ФРАГМЕНТ ТЕКСТА |
• • • • •

Невозможно описать те волнующие сцены, которые происходили в отсеках подводной лодки «Дельфин». Бывалые моряки, закаленные в тяжелых походах, проведшие всю войну на чужбине и истосковавшиеся по родине, принимали наши поздравления со слезами радости на глазах.

Обойдя корабль, мы возвратились в центральный пост, где по просьбе командира подводной лодки капитан третьего ранга Панков сделал поздравительную запись в вахтенном журнале.

На пирсе нас встретили два знакомых нам с первого дня пребывания в Розайте огромных полицейских. Они улыбались нам, как старым знакомым, и поздравили с открытием второго фронта.

— Мы знали, что вы гостите на французской лодке, и пришли сюда, чтобы поздравить вас.

— Вы молодцы! — похвалил Панков. — Вы всегда знаете, где мы находимся. Это иногда даже помогает в работе командованию.

— О-о! Благодарю вас, — приняв всерьез нашу похвалу, ответил один из полисменов. — А были случаи, когда мы помогли?

— А как же, были!

Панков имел в виду такой случай. Как-то мы с Фисановичем выехали на несколько дней в Глазго для ознакомления с техникой в школе радиолокации. В гостинице для нас были заказаны номера, о чем было известно [218] командиру дивизиона. Но когда мы прибыли в Глазго, нам эти номера не понравились, и мы ушли в другую гостиницу. А чтобы проверить, действительно ли интересуется нами полиция, мы назвались вымышленными фамилиями: Иванов и Петров. Буквально через несколько минут после нашего прибытия в новую гостиницу раздался телефонный звонок. Звонил Трипольский из Розайта. А вскоре выяснилось, как ему удалось найти нас. Оказывается, когда комдиву вдруг понадобилось переговорить с нами, он позвонил в ту гостиницу, где мы должны были остановиться. Но телефонистка с коммутатора ответила, что, как ей известно от полиции, мы живем в другой гостинице и почему-то переменили фамилии.

— О-о, мы очень рады похвале, — ответил один из полицейских, — значит, мы не даром едим королевский хлеб. Помогать союзникам — наш первый долг.

• • • • •

ИСХОДНЫЕ ДАННЫЕ |
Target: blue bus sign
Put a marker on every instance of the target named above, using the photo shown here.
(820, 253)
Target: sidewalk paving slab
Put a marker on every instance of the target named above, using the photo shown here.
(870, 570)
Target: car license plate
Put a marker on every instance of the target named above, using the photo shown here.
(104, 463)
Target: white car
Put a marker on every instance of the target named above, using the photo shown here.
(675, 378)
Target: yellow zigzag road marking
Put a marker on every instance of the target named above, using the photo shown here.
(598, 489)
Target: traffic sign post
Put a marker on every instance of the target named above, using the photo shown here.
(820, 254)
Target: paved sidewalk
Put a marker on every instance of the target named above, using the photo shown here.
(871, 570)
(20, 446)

• • • • •

ТРЕБОВАНИЯ К ЗАДАНИЯМ |
a. Назовите все фамилии реальных людей, упомянутые во фрагменте. Вымышленные фамилии Иванов и Петров не включайте.
b. Ответьте по фрагменту на вопросы, каждый ответ дайте с новой строки и с той же пометкой:
(i) Как называлась подводная лодка, в отсеках которой происходили волнующие сцены?
(ii) С чем полицейские на пирсе поздравили рассказчика и его спутника?
(iii) В каком городе находилась школа радиолокации?
c. Пожалуйста, перепишите без изменений часть фрагмента: начните со слов «На пирсе нас» и остановитесь после слов «чтобы поздравить вас.».
Приведённые строки для работы не понадобятся.

ОТВЕТЫ ПО ПОРЯДКУ |
a. Панков, Фисанович, Трипольский

b.
(i) «Дельфин».
(ii) С открытием второго фронта.
(iii) В Глазго.

c.
На пирсе нас встретили два знакомых нам с первого дня пребывания в Розайте огромных полицейских. Они улыбались нам, как старым знакомым, и поздравили с открытием второго фронта.

— Мы знали, что вы гостите на французской лодке, и пришли сюда, чтобы поздравить вас.